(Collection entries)
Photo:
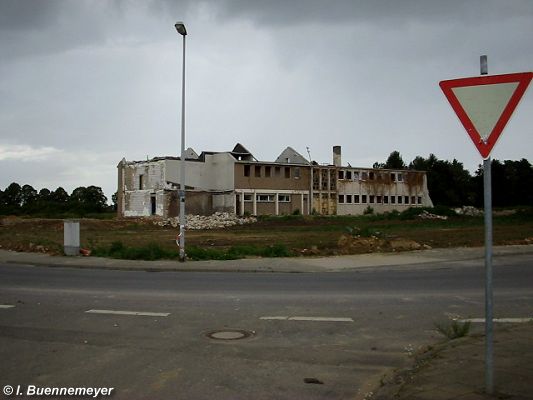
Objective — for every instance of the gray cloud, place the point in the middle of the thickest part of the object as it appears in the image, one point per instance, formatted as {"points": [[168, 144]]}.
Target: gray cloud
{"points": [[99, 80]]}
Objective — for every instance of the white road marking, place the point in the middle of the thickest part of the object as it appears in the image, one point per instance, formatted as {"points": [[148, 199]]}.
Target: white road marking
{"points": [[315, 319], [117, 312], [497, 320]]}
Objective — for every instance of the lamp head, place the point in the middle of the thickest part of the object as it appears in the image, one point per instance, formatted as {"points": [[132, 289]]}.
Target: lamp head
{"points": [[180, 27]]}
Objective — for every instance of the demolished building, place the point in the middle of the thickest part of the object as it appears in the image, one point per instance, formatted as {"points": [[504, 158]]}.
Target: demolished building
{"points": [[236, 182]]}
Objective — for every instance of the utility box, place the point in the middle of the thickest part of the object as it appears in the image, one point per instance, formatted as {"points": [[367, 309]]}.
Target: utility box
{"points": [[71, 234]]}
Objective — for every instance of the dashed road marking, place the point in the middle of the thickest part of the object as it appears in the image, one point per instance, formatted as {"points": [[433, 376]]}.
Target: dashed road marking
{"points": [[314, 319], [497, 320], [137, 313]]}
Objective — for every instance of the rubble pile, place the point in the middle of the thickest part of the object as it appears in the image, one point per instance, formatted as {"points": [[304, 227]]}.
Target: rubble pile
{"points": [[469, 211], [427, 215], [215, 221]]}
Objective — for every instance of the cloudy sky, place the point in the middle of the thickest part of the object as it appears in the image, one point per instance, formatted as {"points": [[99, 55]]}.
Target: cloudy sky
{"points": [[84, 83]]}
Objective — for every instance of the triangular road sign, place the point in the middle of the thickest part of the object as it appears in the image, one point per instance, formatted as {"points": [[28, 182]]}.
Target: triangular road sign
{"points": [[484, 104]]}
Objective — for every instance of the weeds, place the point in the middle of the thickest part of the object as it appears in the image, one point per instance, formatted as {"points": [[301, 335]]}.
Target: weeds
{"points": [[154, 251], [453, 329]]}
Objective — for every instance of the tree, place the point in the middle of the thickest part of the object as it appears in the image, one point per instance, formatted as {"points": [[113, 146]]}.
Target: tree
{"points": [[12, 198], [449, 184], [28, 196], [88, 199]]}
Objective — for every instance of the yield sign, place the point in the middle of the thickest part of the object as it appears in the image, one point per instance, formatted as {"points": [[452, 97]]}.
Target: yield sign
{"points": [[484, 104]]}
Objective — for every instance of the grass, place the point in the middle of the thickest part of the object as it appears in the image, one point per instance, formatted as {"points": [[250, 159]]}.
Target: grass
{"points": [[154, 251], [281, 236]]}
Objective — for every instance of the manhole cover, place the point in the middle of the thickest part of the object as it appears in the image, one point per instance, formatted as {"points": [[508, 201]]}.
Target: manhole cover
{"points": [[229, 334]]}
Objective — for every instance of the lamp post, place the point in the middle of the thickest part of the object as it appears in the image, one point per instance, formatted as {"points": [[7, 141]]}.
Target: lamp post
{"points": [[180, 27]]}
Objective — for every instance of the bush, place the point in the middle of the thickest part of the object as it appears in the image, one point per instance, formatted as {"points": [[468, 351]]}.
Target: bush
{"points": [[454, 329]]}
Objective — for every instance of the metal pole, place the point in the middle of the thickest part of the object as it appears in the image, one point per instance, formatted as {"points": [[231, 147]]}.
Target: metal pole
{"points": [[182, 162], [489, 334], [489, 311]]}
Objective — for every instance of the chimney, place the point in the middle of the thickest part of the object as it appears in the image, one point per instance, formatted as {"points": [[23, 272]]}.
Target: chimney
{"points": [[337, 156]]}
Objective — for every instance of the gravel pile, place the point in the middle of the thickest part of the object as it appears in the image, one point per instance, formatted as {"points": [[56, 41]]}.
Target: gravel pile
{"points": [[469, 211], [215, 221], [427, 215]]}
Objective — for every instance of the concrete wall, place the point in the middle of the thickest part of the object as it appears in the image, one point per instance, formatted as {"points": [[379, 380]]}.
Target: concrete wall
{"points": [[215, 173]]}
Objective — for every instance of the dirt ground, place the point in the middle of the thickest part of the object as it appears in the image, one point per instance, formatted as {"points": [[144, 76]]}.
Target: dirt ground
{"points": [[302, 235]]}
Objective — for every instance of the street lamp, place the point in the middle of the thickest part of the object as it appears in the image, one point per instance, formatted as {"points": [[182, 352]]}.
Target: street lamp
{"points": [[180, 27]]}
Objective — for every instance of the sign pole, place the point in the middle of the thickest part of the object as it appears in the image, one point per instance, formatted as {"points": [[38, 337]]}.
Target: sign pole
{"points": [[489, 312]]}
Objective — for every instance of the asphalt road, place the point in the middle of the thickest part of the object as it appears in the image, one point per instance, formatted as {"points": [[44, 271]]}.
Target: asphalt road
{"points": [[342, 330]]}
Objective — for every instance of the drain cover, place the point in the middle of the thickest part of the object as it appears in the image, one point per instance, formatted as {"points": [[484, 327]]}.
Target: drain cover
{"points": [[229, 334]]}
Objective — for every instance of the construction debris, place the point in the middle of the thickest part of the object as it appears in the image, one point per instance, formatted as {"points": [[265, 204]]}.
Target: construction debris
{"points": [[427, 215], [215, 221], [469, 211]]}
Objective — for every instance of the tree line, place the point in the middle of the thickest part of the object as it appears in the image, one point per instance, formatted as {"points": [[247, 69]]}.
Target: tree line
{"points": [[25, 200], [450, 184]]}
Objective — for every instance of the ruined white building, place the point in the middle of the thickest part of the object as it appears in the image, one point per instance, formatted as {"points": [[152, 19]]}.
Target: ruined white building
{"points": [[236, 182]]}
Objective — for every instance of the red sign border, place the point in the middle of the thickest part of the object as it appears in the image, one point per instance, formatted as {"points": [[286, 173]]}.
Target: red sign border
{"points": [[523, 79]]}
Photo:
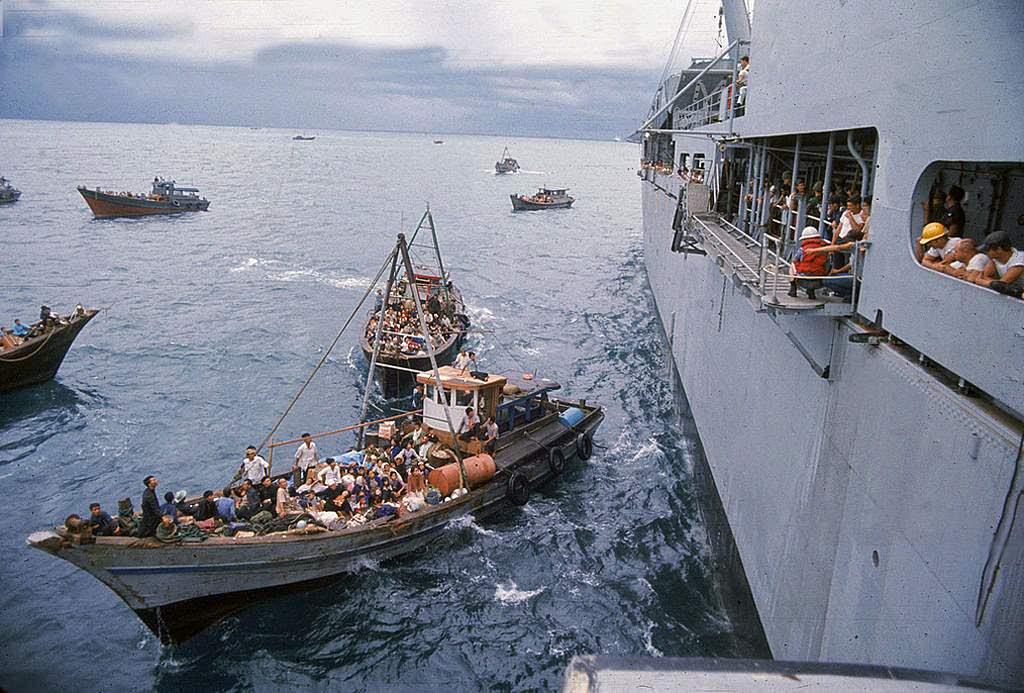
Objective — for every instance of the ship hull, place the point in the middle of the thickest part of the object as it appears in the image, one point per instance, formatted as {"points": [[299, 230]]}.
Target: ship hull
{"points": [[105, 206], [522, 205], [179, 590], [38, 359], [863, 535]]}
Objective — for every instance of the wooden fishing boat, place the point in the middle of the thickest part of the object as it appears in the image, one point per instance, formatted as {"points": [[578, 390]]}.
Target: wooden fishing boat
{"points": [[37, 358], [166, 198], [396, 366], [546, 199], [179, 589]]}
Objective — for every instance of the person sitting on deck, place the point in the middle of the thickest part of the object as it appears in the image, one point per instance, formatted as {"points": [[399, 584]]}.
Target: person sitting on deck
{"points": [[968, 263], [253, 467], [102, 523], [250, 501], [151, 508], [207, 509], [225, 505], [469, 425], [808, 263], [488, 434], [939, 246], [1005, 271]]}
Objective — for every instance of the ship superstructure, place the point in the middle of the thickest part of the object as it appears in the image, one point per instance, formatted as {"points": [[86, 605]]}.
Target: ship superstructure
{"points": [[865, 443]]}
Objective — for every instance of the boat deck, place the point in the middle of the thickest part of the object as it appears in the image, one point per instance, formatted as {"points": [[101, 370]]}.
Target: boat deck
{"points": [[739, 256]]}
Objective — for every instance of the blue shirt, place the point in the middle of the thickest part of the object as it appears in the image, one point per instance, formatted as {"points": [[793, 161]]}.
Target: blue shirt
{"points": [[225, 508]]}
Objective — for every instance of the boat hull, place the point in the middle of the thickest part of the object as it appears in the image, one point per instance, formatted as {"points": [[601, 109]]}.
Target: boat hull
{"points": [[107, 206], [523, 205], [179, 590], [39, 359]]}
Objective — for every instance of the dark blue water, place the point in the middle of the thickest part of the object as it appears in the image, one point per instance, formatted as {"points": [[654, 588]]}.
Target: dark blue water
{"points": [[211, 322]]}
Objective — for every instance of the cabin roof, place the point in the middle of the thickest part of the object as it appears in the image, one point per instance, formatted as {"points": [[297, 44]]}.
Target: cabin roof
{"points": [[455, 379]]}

...

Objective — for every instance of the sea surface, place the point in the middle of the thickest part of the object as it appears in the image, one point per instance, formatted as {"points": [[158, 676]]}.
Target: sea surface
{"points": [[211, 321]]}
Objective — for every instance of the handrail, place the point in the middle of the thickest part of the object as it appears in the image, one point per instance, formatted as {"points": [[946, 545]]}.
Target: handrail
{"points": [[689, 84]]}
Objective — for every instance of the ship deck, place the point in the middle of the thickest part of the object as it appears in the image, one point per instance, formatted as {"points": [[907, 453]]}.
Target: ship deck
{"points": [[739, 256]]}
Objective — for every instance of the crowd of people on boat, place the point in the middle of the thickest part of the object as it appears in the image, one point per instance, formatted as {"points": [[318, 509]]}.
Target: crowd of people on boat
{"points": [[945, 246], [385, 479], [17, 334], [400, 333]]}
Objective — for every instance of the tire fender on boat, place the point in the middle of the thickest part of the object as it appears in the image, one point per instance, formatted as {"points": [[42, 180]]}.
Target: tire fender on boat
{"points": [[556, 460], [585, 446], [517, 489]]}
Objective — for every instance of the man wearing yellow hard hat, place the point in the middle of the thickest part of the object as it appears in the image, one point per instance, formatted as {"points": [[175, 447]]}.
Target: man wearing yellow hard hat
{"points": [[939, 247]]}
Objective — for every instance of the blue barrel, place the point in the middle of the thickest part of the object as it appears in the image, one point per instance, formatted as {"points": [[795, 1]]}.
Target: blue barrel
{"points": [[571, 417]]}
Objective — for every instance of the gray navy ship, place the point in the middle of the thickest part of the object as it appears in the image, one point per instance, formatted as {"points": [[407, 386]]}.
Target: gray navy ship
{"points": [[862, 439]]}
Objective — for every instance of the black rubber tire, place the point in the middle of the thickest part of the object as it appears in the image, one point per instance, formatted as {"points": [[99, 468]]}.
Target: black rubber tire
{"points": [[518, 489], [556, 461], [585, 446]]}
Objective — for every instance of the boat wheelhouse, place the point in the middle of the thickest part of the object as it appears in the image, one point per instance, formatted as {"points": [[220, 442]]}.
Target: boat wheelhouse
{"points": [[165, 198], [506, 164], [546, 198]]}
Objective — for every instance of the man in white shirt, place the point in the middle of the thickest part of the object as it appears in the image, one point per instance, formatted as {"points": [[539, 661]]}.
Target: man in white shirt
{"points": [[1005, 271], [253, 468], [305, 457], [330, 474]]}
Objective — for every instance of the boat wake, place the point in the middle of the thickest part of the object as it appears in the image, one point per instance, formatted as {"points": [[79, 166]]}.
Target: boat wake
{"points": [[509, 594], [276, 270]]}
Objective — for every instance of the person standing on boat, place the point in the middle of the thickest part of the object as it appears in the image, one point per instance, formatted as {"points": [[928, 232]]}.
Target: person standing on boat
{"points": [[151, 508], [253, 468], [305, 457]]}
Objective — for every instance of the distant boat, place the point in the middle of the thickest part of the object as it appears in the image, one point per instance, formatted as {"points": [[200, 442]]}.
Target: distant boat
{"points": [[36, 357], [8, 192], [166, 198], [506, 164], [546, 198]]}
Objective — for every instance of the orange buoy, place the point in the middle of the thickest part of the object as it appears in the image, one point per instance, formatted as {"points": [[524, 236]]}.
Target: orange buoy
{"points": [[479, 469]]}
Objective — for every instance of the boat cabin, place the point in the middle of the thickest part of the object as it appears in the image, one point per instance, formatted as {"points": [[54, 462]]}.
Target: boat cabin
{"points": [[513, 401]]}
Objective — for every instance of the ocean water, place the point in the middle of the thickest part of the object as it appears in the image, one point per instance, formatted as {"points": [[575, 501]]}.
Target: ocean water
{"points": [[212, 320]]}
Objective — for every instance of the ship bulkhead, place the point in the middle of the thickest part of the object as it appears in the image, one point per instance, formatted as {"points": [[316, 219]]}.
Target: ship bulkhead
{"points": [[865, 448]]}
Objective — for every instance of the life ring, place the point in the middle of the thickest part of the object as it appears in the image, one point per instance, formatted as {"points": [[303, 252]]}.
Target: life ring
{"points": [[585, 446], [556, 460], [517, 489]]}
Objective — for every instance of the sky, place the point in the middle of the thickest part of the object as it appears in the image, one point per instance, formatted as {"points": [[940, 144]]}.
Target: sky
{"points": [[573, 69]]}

--

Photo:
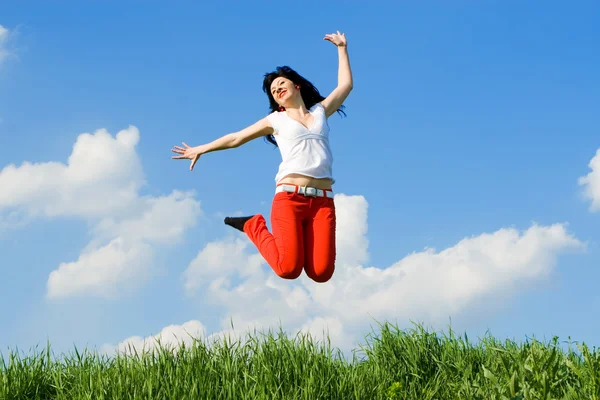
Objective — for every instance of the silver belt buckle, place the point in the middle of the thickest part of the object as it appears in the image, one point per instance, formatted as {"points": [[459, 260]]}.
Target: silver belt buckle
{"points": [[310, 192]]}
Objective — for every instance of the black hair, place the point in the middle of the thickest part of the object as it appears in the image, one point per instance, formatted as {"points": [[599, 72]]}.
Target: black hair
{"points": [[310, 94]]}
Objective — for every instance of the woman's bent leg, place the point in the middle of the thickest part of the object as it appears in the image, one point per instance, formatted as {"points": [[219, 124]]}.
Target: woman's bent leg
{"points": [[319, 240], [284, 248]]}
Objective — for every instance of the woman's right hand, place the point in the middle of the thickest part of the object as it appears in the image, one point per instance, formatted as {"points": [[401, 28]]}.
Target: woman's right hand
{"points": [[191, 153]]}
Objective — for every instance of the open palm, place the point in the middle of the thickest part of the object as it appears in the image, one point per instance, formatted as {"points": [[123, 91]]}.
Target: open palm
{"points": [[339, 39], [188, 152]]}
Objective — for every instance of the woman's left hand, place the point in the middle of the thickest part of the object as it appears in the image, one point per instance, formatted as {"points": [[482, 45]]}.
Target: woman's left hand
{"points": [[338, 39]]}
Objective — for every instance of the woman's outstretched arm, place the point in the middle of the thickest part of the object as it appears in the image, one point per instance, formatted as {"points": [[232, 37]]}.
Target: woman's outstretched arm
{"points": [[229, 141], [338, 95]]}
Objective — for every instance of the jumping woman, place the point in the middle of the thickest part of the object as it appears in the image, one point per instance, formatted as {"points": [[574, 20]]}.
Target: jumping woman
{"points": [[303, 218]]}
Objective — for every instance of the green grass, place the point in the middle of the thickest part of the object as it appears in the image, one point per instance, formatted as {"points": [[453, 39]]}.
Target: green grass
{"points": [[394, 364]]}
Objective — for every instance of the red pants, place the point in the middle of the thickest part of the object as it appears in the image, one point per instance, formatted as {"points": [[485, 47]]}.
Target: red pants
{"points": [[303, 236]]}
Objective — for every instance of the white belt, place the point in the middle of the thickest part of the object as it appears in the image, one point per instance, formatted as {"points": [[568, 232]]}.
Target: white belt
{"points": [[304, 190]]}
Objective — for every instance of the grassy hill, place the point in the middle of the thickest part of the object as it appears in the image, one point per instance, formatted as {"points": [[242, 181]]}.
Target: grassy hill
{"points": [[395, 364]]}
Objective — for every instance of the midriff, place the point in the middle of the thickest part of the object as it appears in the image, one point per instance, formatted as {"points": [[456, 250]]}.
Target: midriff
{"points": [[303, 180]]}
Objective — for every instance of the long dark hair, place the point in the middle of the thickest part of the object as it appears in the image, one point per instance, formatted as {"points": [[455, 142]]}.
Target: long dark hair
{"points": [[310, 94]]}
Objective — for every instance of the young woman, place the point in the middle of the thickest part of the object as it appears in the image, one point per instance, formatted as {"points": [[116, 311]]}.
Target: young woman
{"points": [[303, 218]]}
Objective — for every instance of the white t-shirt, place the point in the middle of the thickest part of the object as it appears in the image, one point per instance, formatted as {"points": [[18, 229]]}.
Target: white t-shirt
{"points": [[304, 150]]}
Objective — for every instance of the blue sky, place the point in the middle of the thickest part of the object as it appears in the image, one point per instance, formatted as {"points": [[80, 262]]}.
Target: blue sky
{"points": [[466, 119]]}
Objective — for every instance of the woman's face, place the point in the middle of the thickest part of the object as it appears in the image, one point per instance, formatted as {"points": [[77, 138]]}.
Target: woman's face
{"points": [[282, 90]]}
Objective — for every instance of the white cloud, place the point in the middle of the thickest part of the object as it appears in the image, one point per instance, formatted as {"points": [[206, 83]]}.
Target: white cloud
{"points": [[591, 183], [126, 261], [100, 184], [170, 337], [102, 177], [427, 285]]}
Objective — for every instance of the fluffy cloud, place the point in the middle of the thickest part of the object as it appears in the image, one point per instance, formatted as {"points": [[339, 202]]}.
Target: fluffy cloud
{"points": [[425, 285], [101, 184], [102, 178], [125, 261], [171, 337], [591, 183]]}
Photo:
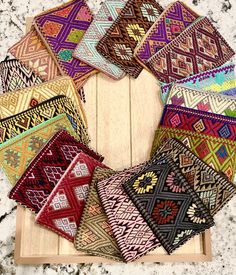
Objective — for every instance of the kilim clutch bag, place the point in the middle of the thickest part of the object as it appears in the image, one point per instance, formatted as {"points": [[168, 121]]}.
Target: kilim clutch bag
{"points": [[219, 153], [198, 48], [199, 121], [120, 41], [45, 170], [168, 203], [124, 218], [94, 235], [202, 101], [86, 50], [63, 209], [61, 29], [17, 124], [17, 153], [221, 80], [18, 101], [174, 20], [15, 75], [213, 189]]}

### TASK PROMPT
Collect every line in the rows above that contains the word "yellow".

### ANSWER TO THE EXERCISE
Objective — for every instance of the man wearing yellow hard hat, place the point in the middle of the thickest part of the object as it appears in the image, one point per instance, formatted as {"points": [[175, 447]]}.
Target: man wearing yellow hard hat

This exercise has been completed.